INPUT MATERIAL:
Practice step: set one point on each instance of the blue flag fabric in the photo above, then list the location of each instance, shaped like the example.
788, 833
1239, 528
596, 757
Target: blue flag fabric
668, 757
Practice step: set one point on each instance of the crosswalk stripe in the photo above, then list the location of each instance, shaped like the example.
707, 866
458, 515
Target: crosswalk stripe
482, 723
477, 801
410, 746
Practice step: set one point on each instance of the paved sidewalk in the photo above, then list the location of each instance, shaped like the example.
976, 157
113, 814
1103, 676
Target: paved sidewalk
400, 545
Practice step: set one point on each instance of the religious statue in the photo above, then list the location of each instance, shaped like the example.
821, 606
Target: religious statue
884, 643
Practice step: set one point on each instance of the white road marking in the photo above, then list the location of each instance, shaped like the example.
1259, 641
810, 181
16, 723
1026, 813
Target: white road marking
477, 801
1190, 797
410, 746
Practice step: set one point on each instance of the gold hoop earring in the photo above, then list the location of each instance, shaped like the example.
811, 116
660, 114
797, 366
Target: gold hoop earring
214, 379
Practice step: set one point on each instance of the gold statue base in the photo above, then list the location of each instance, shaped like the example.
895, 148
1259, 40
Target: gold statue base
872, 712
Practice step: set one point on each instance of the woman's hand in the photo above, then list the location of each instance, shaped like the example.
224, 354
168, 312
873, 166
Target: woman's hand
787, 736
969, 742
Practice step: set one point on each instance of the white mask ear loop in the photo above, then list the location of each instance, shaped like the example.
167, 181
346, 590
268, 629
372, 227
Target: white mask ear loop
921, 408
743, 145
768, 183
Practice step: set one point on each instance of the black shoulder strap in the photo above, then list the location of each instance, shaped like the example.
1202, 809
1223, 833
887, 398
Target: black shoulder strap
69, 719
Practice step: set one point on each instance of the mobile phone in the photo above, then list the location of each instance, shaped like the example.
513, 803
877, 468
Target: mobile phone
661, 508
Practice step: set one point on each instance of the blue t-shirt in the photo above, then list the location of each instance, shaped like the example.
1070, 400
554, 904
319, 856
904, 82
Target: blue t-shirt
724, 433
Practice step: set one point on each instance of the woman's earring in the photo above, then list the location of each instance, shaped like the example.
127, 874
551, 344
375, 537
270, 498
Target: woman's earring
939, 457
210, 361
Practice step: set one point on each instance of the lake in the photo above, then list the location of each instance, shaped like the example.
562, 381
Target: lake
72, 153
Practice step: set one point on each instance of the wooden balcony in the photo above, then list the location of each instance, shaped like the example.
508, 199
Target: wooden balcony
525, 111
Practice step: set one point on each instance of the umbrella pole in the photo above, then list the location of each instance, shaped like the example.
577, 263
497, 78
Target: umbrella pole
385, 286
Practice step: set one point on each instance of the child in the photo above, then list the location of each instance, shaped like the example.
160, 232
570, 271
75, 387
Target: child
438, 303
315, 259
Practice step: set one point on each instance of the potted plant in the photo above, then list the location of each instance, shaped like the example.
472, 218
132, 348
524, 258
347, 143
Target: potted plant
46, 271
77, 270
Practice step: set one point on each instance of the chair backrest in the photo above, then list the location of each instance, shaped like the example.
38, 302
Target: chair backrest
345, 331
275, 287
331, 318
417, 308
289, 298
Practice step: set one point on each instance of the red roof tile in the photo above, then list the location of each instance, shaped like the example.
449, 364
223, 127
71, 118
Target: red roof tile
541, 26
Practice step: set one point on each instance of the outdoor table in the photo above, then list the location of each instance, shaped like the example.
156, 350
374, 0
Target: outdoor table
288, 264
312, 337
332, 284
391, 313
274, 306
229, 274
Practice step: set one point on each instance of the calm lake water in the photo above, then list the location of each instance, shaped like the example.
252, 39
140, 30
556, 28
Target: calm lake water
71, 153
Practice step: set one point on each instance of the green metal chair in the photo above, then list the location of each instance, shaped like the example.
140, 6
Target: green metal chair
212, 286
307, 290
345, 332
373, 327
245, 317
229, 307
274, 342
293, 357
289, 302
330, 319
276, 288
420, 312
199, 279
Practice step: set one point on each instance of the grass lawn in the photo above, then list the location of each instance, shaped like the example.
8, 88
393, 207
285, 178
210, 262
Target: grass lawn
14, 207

WHAT THE TASK ASKS: Rename "Target" to "Label" across all the entries above and reproduce every line otherwise unchanged.

COMPLETED TASK:
Practice step: set one point on each instance of the blue flag fabric in the photo above, then list the location of each instance, shaped like the example.
788, 833
1239, 528
596, 757
Label: blue flag fabric
668, 757
Practice step: set one point on each instance of the crosswalk stripe in the photo above, then list the location of each instance, shaped like the example.
707, 866
458, 515
Label: crosswalk stripe
482, 723
477, 801
410, 746
Practice step: set one point on each instance of the paved sidewalk in the photo above, then list the location of each instance, shaped like the example.
976, 157
113, 814
1103, 676
Label: paved sidewalk
400, 545
Practice step: set one point on each instance of the religious statue in the photo above, then list the location of each instance, shaped like the example.
821, 606
Label: religious statue
884, 643
Practice step: set one point on each instance of the white road marking in the photo above, then list the location of each instance, shaped like the example.
1259, 641
810, 181
16, 723
1026, 813
Label: white road marking
477, 801
1190, 797
410, 746
Practice step: set one point on each instance of the gold hoop earring in the photo above, then list the location of each instance, shaped like the example.
811, 116
660, 114
797, 366
Label: gold hoop earring
214, 379
Practice step: set one point on each instance of the gold statue base in the photo above, then list the location of each instance, shaped like the example.
895, 148
1259, 40
Label: gold statue base
872, 712
Practice step: set one point on each instance of the woman's hand in the photo above, then list the location of each instance, shaped like the example.
224, 354
168, 312
873, 166
Label: woman's hand
787, 736
969, 742
Practice step: set one point on each instance of the white mask ear loop in the photo above, then list the location of each instance, shaped like the example.
167, 181
346, 590
268, 629
372, 227
Label: white mask ear loop
921, 408
743, 145
768, 183
Practice step: set one point on each instance of the black shoulder strap in the photo above, then list the location of each instance, shaped like the example.
1202, 809
1223, 833
887, 398
Label: black shoulder strap
69, 719
Practice step: set one point on each instance of the mobile phone in the photo above, then list the location of each instance, shaped like the example.
513, 803
877, 468
Label: mobile phone
661, 508
Practice step: set one point on each instance of the blue t-shirt in the photo above, then list the location of each instance, shaped like the example.
1070, 400
554, 904
319, 856
904, 82
Label: blue t-shirt
724, 433
Practice step: set one point on each instance of the woman's earring in the photo above, then list the location of each instance, shaped like the example.
127, 874
551, 344
375, 537
270, 498
Label: woman's earring
939, 457
210, 361
Practice step: set one point on each instance of the lake in the photo above, then list the location of each instance, shaped like the example.
562, 381
Label: lake
72, 153
Practice step: set one point on each instance of the wooden balcony in the photo above, then list the location of each instance, shaped like the example.
508, 199
Label: wooden balcony
525, 111
Practice step: set one point on each instance of the umbrella pole in the photo above, then list the location of each instance, shaped like the example.
577, 263
497, 78
Label: umbrella pole
385, 286
Practice step: set one point on each instance of the child in the photo above, then list the location of each instance, shaped like the example.
160, 232
570, 271
75, 387
Label: child
438, 303
315, 259
Practice step: set one point on each instance of the potted plant in the photo above, then list the location of each instance, shaped like the example.
472, 218
132, 348
524, 258
347, 143
Label: potted plant
46, 271
77, 270
Practice step: set one point on each instance of the chair backrest in the photo above, then list the location of each instance, shaped like the example.
38, 302
Label: chair backrest
345, 331
275, 287
331, 318
417, 308
289, 298
Practice step: set one point on each instance of the red roof tile in the photo above, then list the location of each instance, shaped like the example.
449, 364
223, 127
71, 118
Label: red roof tile
541, 26
Practice step: set one point on each instance of the outdoor table in the photo above, then list the location of each instance, shaped like the example.
156, 350
374, 0
Label: outdoor table
288, 264
312, 337
332, 284
391, 313
274, 306
229, 274
Practice step: set one point on each instance of the calm lake water in the photo above, then list the location of each instance, shaped like the example.
252, 39
140, 30
556, 28
Label: calm lake water
71, 153
Practice step: set one point on each instance of the green metal chair in the photo above, then list the location of each instance, shaped like the example.
140, 6
Label: green metal chair
212, 286
307, 290
345, 332
373, 327
245, 317
229, 307
274, 342
293, 357
289, 302
330, 319
276, 288
420, 312
199, 279
Practice step: set one point on each instance of the grass lawn in the photo above, then list the location of each instance, shaped like the example.
8, 88
393, 207
285, 178
210, 262
Label: grass lawn
14, 207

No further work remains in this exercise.